→ REQUIREMENT: Every record below needs to be printed again exactly.

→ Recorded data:
────────────────

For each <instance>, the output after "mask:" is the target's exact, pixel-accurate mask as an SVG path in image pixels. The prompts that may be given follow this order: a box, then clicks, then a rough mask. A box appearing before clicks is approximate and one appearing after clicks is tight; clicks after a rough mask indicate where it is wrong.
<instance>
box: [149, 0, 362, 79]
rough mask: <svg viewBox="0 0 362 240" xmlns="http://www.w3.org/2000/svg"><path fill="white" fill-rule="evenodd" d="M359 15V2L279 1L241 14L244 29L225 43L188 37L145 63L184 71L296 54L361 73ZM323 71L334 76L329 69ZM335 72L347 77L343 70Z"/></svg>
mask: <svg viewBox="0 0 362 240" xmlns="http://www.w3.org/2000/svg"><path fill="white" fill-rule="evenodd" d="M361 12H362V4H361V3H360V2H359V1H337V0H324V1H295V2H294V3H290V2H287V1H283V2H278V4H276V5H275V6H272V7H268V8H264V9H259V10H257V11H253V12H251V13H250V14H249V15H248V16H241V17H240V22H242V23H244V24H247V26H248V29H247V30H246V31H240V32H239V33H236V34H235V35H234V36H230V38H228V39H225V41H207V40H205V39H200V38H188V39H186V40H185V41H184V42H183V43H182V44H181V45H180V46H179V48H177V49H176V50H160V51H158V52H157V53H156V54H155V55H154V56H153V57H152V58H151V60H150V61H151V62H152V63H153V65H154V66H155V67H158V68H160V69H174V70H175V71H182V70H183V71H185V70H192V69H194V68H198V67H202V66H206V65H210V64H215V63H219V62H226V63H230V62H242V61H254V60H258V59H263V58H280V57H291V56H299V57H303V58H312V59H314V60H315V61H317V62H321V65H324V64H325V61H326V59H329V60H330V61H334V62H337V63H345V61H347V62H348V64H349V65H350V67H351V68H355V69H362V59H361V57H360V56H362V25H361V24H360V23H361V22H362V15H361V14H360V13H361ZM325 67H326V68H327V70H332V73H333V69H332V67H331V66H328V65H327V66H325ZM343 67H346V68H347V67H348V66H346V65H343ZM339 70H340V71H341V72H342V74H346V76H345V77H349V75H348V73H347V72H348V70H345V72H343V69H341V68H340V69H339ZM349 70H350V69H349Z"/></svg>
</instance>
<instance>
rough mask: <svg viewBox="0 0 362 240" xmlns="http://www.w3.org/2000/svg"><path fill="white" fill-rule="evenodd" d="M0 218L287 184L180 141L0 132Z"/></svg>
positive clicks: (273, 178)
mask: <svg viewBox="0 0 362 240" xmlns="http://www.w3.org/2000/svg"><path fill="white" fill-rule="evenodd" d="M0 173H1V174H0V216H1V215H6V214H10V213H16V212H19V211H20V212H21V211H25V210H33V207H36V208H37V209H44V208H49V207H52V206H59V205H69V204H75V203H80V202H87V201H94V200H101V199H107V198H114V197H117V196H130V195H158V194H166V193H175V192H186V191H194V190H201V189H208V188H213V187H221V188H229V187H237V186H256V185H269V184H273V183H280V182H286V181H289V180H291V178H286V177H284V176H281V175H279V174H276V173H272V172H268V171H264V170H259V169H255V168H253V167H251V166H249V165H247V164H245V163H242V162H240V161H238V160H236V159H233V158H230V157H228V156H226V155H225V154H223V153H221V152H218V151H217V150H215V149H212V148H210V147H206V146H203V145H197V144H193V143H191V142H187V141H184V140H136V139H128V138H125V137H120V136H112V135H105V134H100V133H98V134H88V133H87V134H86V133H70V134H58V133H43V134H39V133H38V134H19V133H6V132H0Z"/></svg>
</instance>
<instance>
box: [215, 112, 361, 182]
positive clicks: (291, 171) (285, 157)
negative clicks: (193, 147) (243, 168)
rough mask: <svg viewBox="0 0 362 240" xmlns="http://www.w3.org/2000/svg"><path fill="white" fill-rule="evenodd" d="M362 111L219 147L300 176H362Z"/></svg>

────────────────

→ ANSWER TO THIS EXERCISE:
For each <instance>, the output after "mask:" is the target's exact, pixel-accurate mask as an SVG path in image pixels. The prompts that may be given follow this order: a box, then clicks, then a rough mask. A box appearing before clicks is approximate and one appearing after clicks is tight; clicks after a rough mask indicate where it is wrong.
<instance>
box: [149, 0, 362, 79]
rough mask: <svg viewBox="0 0 362 240" xmlns="http://www.w3.org/2000/svg"><path fill="white" fill-rule="evenodd" d="M359 15V2L279 1L241 14L244 29L225 43L188 37L145 63L184 71L296 54L361 73ZM323 71L334 76L329 69ZM335 72L347 77L343 70Z"/></svg>
mask: <svg viewBox="0 0 362 240" xmlns="http://www.w3.org/2000/svg"><path fill="white" fill-rule="evenodd" d="M361 12H362V4H361V3H360V2H359V1H337V0H324V1H295V2H294V3H290V2H287V1H283V2H278V4H276V5H275V6H272V7H268V8H264V9H259V10H257V11H253V12H251V13H250V14H249V15H248V16H241V17H240V22H242V23H244V24H247V26H248V29H247V30H246V31H240V32H239V33H236V34H235V35H234V36H230V38H228V39H225V41H207V40H205V39H200V38H188V39H186V40H185V41H184V42H183V43H182V44H181V45H180V46H179V48H177V49H176V50H160V51H158V52H157V53H156V54H155V55H154V56H153V57H152V58H151V60H150V61H151V62H152V63H153V65H154V66H155V67H158V68H160V69H174V70H175V71H182V70H183V71H185V70H192V69H194V68H198V67H202V66H206V65H210V64H215V63H219V62H226V63H230V62H242V61H254V60H258V59H263V58H280V57H291V56H299V57H303V58H312V59H314V60H315V61H317V62H321V65H324V64H325V61H326V59H329V60H330V61H334V62H337V63H345V61H347V62H348V64H349V65H350V67H351V68H355V69H362V59H361V57H360V56H362V25H361V24H360V23H361V22H362V15H361V14H360V13H361ZM325 67H326V68H327V70H332V73H333V69H332V67H331V66H328V65H327V66H325ZM343 67H346V68H347V67H348V66H346V65H343ZM339 70H340V71H341V72H342V74H346V76H345V77H349V75H348V73H347V72H348V70H345V72H343V69H341V68H340V69H339ZM349 70H350V69H349Z"/></svg>
</instance>
<instance>
rough mask: <svg viewBox="0 0 362 240" xmlns="http://www.w3.org/2000/svg"><path fill="white" fill-rule="evenodd" d="M0 218L287 184L180 141L0 132Z"/></svg>
positive clicks: (273, 178)
mask: <svg viewBox="0 0 362 240" xmlns="http://www.w3.org/2000/svg"><path fill="white" fill-rule="evenodd" d="M0 173H1V174H0V216H1V215H6V214H10V213H16V212H19V211H20V212H21V211H25V210H33V207H36V208H37V209H44V208H49V207H52V206H59V205H69V204H75V203H80V202H87V201H94V200H101V199H107V198H114V197H117V196H130V195H158V194H166V193H175V192H186V191H194V190H201V189H208V188H213V187H221V188H229V187H237V186H256V185H269V184H273V183H280V182H286V181H289V180H291V178H286V177H284V176H281V175H279V174H276V173H272V172H268V171H264V170H259V169H255V168H253V167H251V166H249V165H247V164H245V163H242V162H240V161H238V160H236V159H233V158H230V157H228V156H226V155H225V154H223V153H221V152H218V151H217V150H215V149H212V148H210V147H206V146H203V145H197V144H193V143H191V142H187V141H184V140H136V139H128V138H125V137H120V136H112V135H105V134H100V133H98V134H88V133H87V134H86V133H70V134H58V133H43V134H39V133H38V134H19V133H6V132H0Z"/></svg>
</instance>
<instance>
box: [215, 112, 361, 182]
positive clicks: (291, 171) (285, 157)
negative clicks: (193, 147) (243, 168)
rough mask: <svg viewBox="0 0 362 240" xmlns="http://www.w3.org/2000/svg"><path fill="white" fill-rule="evenodd" d="M362 111L219 147L300 176H362Z"/></svg>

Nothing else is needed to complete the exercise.